* [RECORD SET]:
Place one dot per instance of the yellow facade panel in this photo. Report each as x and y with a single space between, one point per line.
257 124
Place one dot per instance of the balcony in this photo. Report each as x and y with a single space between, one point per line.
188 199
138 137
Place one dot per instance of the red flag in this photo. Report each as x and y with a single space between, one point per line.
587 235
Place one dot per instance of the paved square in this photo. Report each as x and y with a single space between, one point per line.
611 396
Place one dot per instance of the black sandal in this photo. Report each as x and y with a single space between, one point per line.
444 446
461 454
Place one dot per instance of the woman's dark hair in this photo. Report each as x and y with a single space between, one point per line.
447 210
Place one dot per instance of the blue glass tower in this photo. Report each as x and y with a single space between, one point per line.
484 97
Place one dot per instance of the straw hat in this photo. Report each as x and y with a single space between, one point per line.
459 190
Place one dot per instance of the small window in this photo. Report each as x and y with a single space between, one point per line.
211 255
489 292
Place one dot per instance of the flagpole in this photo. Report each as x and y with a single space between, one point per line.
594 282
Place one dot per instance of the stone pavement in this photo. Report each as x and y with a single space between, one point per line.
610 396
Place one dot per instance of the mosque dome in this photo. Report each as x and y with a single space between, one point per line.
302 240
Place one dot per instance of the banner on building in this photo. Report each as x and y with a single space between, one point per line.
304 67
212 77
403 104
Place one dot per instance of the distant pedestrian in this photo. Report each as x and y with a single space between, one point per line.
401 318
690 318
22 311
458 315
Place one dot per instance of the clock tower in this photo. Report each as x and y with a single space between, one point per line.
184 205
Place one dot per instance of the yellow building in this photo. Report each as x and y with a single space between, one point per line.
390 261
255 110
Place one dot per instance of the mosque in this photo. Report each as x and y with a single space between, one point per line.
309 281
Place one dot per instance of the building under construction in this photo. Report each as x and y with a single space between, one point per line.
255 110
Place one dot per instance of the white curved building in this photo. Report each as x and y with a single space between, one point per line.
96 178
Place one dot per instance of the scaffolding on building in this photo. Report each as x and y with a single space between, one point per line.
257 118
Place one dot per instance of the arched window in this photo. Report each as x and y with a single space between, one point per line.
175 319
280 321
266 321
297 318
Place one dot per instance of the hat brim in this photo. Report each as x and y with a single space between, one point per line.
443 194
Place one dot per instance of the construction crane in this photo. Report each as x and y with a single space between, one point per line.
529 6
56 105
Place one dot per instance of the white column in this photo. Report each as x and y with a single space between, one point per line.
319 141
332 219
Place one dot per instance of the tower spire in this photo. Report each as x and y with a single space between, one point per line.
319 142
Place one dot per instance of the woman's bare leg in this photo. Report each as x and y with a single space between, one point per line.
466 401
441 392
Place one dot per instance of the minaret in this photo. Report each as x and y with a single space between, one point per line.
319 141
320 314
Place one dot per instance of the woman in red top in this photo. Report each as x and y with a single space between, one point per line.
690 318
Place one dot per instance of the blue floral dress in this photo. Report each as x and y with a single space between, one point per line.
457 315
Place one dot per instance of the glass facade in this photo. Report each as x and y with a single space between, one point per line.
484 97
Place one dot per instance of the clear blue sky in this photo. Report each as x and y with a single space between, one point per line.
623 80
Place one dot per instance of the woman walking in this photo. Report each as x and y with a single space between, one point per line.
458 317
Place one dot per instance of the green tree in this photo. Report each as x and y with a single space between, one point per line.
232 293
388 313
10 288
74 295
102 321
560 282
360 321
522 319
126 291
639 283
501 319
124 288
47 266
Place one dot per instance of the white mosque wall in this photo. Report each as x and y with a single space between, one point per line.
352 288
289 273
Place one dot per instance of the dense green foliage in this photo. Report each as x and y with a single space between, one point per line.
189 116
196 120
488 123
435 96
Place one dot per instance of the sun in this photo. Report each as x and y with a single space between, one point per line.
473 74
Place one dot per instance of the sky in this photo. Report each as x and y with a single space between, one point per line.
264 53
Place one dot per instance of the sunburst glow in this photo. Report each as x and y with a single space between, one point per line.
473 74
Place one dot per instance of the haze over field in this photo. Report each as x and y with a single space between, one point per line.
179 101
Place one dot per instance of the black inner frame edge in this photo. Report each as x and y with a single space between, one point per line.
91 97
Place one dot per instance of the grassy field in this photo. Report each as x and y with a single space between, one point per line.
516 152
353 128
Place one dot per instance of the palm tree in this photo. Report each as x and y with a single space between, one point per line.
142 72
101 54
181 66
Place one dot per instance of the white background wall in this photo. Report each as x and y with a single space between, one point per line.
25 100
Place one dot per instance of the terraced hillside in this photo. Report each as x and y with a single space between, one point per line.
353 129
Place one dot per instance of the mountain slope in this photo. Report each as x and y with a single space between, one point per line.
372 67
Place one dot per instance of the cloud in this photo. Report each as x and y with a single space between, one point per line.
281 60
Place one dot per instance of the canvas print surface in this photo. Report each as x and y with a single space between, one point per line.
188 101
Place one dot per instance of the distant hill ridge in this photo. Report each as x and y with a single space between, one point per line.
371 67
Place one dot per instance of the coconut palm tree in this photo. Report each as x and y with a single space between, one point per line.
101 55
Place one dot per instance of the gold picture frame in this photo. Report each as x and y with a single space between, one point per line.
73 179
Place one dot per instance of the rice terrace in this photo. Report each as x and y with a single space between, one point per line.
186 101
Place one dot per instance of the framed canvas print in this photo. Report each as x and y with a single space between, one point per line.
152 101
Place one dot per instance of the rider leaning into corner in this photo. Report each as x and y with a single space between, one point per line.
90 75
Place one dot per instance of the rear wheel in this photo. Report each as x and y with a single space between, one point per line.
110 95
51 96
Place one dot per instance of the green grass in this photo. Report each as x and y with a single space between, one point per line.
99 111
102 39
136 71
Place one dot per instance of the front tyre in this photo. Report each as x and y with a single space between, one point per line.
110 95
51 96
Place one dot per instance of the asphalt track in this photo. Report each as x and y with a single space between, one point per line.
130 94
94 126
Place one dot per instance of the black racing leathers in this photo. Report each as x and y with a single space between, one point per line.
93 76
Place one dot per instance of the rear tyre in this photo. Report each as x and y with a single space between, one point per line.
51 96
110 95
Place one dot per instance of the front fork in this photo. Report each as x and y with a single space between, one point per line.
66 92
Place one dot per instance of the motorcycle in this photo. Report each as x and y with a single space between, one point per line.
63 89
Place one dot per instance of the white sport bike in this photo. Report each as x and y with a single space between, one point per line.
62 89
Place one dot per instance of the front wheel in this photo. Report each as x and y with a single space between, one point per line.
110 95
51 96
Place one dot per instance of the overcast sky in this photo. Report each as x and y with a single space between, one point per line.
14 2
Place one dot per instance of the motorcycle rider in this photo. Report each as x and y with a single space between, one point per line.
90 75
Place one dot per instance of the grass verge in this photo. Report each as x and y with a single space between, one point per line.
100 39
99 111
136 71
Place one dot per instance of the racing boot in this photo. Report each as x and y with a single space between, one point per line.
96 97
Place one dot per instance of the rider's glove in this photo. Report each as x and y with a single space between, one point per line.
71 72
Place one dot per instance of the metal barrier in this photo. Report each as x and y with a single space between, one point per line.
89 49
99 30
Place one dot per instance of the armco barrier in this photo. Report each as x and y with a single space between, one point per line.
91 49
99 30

* [TASK TO COMPLETE]: Set down the listing in full, keeping every word exactly as it is.

* [RESPONSE FOR THIS EXERCISE]:
Place one dot per instance of the yellow facade panel in this photo. Report each as x and y with a single space between, one point per line.
257 124
Place one dot per instance of the balcony in this photo. Report each as x and y with a single space between, one point per line.
188 199
138 137
Place one dot per instance of the red flag in this photo. Report each as x and y with a single space between, one point per line.
587 235
Place one dot per instance of the paved square in this photo. Report each as x and y with a single space between, one point per line.
611 396
Place one dot per instance of the black sandal in this photo. Report each as x and y with a single space between, one point per line.
444 446
461 454
Place one dot per instance of the woman's dark hair in this photo. Report each as x and y with a single space between, one point per line.
447 210
Place one dot per instance of the blue glass tower in this photo. Report each as x and y with a single space between, one point per line.
484 97
Place one dot per instance of the straw hat in this photo. Report each as x and y with a single space between, one point per line.
459 190
Place one dot per instance of the small window in this photo. Report each as x and y with a single space between, one point per line.
211 255
489 292
Place one dot per instance of the flagpole in this photo. Report each as x and y with a single space between, one point per line.
594 282
Place one dot per instance of the stone pavement in this photo. Report each as x and y with a single space between, one point per line.
610 396
Place one dot per instance of the mosque dome in this photo. Report each as x and y with a single space between, one point per line.
302 240
Place one dot per instance of the banner on building in this photo. Report each as x and y with a single space between, one point per line.
304 67
212 77
403 104
Place one dot per instance of the distant pedestrian in this photo. Report each as x and y with a single space between, one point per line.
401 318
690 318
22 311
458 315
Place one dot per instance of the clock tower in this photo. Report each as x and y with a single space between, one point per line.
184 205
Place one dot per instance of the yellow building in this photo. Report each as x and y with a single space between, one point per line.
390 261
255 110
Place one dot per instance of the mosque in this photo. Report each as x and y with a single space between, one point per line.
309 281
Place one dot per instance of the building under construction in this photo. Report each as x and y with a single space between, one point per line.
255 110
Place one dot per instance of the white curved building in this photo. Report each as x and y with a single space between, one point per line.
96 178
Place one dot per instance of the scaffolding on building in this photo. Report each as x and y with a single space between, one point per line.
257 118
Place one dot per instance of the arched window in this photo. Report each as x and y with a single space between, one point per line.
175 319
280 321
266 321
297 318
Place one dot per instance of the hat brim in this photo. Report each as x and y with a single space between, one point per line.
443 194
Place one dot per instance of the construction crane in this photo. Report each as x and y with a single space between, one point per line.
529 6
56 105
Place one dot per instance of the white column in this photo. Report each as x and y with a single space between, one point per line.
319 141
332 219
Place one dot per instance of the tower spire in this photo. Report each as x and y with a single space between, one point per line.
319 142
Place one dot per instance of the woman's bare leg in this photo. Report each as x and y with a single space between, one point per line.
466 401
441 392
Place one dot per instance of the minaret in this photo. Report each as x and y with a single space between, one point per line.
319 141
320 314
Place one dot per instance of the woman in red top in this photo. Report each as x and y with a single space between, one point per line.
690 318
Place one dot per instance of the blue floral dress in this photo. Report each as x and y with a single space between, one point per line.
457 315
Place one dot per instance of the glass facade in this photo. Report each as x and y with a single space between, one point per line.
484 97
Place one dot per instance of the clear blue sky in this photo. Report each as x and y with a single space between, one point per line.
623 80
Place one dot per instance of the woman walking in this photo. Report each as x and y with a single space between, one point per line.
458 317
Place one dot per instance of the green tree in this photo. Report each as x and y with a single space between, one point per line.
232 293
388 313
10 288
74 295
102 321
560 282
360 321
522 319
126 291
639 283
501 319
124 288
47 266
Place one dot per instance of the white mosque wall in this photo. Report each as x and y with a single space between, one point per line.
352 288
289 273
Place one dot per instance of the dense green foliage in this photo. Report each as x and y with a single space between, one point per line.
189 116
196 120
488 123
435 96
Place one dot per instance of the sun in this photo. Report each as x and y with a single space between, one point per line.
473 74
Place one dot per instance of the sky in this photo. Report each as x and y with a single space between, one point per line.
264 53
Place one dot per instance of the sunburst glow in this photo. Report each as x and y with a single space between, one point per line.
473 74
Place one dot per instance of the haze over field in this photo. Report each as x and y with a single space between, one point per line.
179 101
Place one dot per instance of the black inner frame edge in this photo. Report each as x and y with a single space between, one point per line.
91 97
Place one dot per instance of the grassy field in this photo. Report each as x and y with a single space between, one point per line.
516 152
353 128
Place one dot per instance of the palm tree in this photo. Report each as x and y with a single space between, one point per line.
142 72
101 54
181 66
Place one dot per instance of the white background wall in this photo. Report each as x and y with a single space between, one point per line.
25 100
Place one dot per instance of the terraced hillside in this photo. Report each as x and y with a single space between, one point per line.
353 129
Place one dot per instance of the mountain slope in this photo. Report each as x and y with a single space between, one point per line.
372 67
Place one dot per instance of the cloud in this photo. Report each as x and y with a single space between, one point per line.
281 60
Place one dot per instance of the canvas print surface in this photo. Report each as x and y with a single space between, one point per line.
188 101
Place one dot per instance of the distant hill ridge in this photo. Report each as x and y with a single space between, one point per line.
371 67
Place one dot per instance of the coconut palm tree in this photo. Report each as x and y with a single space between, one point per line.
101 55
Place one dot per instance of the gold picture frame in this photo. Report each as x and y with a single space between, one point per line.
73 179
Place one dot per instance of the rice terrace in this photo. Report each as x and y with a single space between, one point per line.
186 101
Place one dot per instance of the framed canvas print in this photo. Report each as x and y with a single space between, one point per line.
152 101
Place one dot per instance of the rider leaning into corner in this photo. Report each as x and y with a single space between, one point per line.
90 75
Place one dot per instance of the rear wheel in this photo. Report each as x and y with a single space between, one point per line.
110 95
51 96
Place one dot per instance of the green grass in this photo. Report each as x and y with a single space between, one point per line.
99 111
102 39
136 71
Place one dot per instance of the front tyre in this photo. Report each as x and y with a single space between, one point per line.
110 95
51 96
Place one dot per instance of the asphalt track in this photo. Report each as x and y with a single space between, one point per line.
130 94
94 126
Place one dot per instance of the black racing leathers in this photo. Report each as x and y with a single space between, one point per line.
93 76
Place one dot per instance of the rear tyre in this photo. Report each as x and y with a single space between, one point per line.
51 96
110 95
Place one dot per instance of the front fork in this photo. Report each as x and y with a single space between, one point per line.
66 92
Place one dot per instance of the motorcycle in this photo. Report each as x and y with a single space between, one point per line.
63 89
Place one dot per instance of the white sport bike in this photo. Report each as x and y with a single space between, one point per line.
62 89
Place one dot per instance of the front wheel in this photo. Report each as x and y with a single space between, one point per line.
110 95
51 96
Place one dot per instance of the overcast sky in this photo. Report each as x and y with a single space between, one point per line.
14 2
Place one dot per instance of the motorcycle rider in this photo. Report each as x and y with a single space between, one point per line.
90 75
Place one dot per instance of the grass verge in this photo. Report each as x and y with a single space between, one point per line.
100 39
99 111
136 71
Place one dot per instance of the racing boot in this photo. Report each as x and y with a single space between, one point per line.
96 97
Place one dot per instance of the rider's glove in this photo. Report each as x and y with a single space between, one point per line.
71 72
Place one dot per instance of the metal barrier in this photo. Report each as x and y with a single space between, one point per line.
89 49
99 30
Place one dot per instance of the armco barrier in this photo. Report each as x and y with a single space between, one point per line.
91 49
99 30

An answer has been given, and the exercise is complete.